SINGAPORE — Singaporeans have elected the country’s ninth president, following a landslide victory for Tharman Shanmugaratnam who garnered 70.4 per cent of the votes despite what had appeared to be a bruising electoral fight with his rivals during the hustings.

In the end, Ng Kok Song, 75, former chief investment officer of sovereign wealth fund GIC, received 15.72 per cent of the votes while Tan Kin Lian, 75, former chief executive officer of NTUC Income insurance cooperative, got 13.88 per cent.

The results were announced by Returning Officer Tan Meng Dui at around 12.20am today (September 2) — more than four hours after polling closed on Friday night — although the sample count released less than two hours earlier had already accurately projected the margin of victory.

A total of 2,530,912 voters cast their ballots, representing about 93.4 per cent of the total number of registered voters, which is marginally lower than the 94.65 per cent voter turnout in the previous contested Presidential Election (PE) in 2011.

Out of this figure, around 50,152, or 1.98 per cent, of the total votes cast were rejected votes. These are ballots which were found in the ballot box unmarked or improperly marked. This is slightly higher than the 1.76 per cent of rejected votes in 2011.

• _Brief_: Reproduce the part of the election report starting at "A total of 2,530,912" and ending at "votes in 2011.", swapping "rejected votes" for "spoilt ballots" each time it occurs. The material after this point is separate from the election report.

(Region labeling records)
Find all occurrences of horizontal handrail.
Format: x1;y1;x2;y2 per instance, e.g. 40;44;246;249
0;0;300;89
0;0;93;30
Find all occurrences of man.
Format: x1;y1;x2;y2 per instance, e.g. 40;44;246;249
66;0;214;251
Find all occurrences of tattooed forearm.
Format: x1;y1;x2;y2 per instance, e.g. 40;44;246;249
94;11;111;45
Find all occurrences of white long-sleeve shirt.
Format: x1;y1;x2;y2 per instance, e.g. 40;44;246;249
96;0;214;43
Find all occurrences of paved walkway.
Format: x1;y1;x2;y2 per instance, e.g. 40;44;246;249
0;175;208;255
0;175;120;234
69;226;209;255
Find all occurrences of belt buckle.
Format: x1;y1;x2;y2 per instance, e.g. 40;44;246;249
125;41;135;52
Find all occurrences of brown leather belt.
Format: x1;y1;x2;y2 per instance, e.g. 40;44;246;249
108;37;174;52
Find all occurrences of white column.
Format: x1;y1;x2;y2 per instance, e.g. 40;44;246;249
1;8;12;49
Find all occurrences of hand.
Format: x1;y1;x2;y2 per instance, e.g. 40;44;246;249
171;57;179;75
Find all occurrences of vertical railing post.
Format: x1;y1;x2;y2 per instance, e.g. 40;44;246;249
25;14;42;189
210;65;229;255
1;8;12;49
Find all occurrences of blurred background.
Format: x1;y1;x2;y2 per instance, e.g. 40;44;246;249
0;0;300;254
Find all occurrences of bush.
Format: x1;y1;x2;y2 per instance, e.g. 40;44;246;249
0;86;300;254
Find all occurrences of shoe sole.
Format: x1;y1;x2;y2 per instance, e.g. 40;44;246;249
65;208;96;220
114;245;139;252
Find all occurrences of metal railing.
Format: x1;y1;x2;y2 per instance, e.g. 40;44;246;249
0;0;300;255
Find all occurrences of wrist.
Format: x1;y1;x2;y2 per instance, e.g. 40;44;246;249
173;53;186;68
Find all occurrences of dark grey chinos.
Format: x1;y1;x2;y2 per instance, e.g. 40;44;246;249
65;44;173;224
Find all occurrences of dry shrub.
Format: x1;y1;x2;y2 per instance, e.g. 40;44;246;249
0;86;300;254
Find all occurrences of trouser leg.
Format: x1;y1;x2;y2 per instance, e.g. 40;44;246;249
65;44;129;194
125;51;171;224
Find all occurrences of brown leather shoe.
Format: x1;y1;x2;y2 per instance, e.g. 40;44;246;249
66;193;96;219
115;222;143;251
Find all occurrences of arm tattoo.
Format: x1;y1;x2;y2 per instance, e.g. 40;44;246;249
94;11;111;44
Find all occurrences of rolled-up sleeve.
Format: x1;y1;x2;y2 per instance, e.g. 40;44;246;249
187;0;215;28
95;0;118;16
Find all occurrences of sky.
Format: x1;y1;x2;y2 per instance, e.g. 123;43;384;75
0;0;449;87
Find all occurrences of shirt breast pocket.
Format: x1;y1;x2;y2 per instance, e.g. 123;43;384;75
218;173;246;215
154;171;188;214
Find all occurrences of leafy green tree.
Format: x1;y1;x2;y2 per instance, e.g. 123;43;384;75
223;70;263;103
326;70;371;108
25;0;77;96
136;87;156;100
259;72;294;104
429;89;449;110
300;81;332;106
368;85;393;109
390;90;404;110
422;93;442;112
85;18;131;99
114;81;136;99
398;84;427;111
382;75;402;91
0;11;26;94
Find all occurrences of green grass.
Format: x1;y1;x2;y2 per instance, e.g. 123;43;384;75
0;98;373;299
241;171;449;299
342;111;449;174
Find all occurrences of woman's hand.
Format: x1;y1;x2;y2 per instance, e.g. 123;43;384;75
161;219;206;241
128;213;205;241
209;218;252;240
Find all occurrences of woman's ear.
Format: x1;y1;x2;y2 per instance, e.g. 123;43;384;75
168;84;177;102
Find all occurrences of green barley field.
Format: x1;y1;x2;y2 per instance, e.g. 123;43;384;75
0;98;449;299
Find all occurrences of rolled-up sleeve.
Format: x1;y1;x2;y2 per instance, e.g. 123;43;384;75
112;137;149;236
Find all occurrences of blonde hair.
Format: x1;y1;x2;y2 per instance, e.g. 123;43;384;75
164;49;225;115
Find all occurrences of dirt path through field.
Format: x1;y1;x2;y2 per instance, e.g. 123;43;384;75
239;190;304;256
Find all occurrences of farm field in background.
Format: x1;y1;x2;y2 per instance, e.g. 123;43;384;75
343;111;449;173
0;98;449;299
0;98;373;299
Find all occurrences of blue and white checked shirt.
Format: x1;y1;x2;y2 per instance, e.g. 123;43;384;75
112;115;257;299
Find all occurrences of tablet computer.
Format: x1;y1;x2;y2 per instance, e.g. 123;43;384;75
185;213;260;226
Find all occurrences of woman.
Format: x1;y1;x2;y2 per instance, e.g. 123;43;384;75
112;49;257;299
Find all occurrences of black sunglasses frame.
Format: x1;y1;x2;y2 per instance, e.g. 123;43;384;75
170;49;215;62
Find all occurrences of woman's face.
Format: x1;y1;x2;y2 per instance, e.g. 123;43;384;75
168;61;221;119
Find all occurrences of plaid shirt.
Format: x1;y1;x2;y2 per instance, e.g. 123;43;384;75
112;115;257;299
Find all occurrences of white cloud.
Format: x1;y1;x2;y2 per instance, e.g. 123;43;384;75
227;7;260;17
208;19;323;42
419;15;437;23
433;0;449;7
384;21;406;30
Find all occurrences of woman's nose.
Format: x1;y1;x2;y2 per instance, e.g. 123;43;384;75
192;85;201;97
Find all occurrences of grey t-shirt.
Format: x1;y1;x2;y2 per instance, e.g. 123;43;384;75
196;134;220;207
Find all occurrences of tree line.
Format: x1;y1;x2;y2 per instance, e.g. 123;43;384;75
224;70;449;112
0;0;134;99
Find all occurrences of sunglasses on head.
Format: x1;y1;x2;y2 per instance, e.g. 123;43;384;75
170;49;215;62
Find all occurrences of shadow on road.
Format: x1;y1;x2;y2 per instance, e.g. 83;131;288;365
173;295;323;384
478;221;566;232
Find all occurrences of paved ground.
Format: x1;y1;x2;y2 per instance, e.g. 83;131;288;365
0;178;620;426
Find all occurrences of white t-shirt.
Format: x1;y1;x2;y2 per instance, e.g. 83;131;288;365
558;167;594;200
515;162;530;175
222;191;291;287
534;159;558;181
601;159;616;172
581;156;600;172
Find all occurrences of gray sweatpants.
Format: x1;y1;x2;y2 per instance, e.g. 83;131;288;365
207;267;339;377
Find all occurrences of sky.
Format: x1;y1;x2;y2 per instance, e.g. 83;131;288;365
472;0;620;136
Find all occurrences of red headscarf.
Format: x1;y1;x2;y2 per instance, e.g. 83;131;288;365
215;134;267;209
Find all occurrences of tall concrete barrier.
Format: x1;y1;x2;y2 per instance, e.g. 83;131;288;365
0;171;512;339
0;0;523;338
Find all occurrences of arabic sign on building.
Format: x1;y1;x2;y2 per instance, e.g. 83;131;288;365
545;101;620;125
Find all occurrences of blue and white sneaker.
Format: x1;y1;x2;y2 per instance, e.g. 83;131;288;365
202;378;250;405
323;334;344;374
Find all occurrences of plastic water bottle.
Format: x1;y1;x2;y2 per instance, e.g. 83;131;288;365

• _Exercise solution_:
A total of 2,530,912 voters cast their ballots, representing about 93.4 per cent of the total number of registered voters, which is marginally lower than the 94.65 per cent voter turnout in the previous contested Presidential Election (PE) in 2011.

Out of this figure, around 50,152, or 1.98 per cent, of the total votes cast were spoilt ballots. These are ballots which were found in the ballot box unmarked or improperly marked. This is slightly higher than the 1.76 per cent of spoilt ballots in 2011.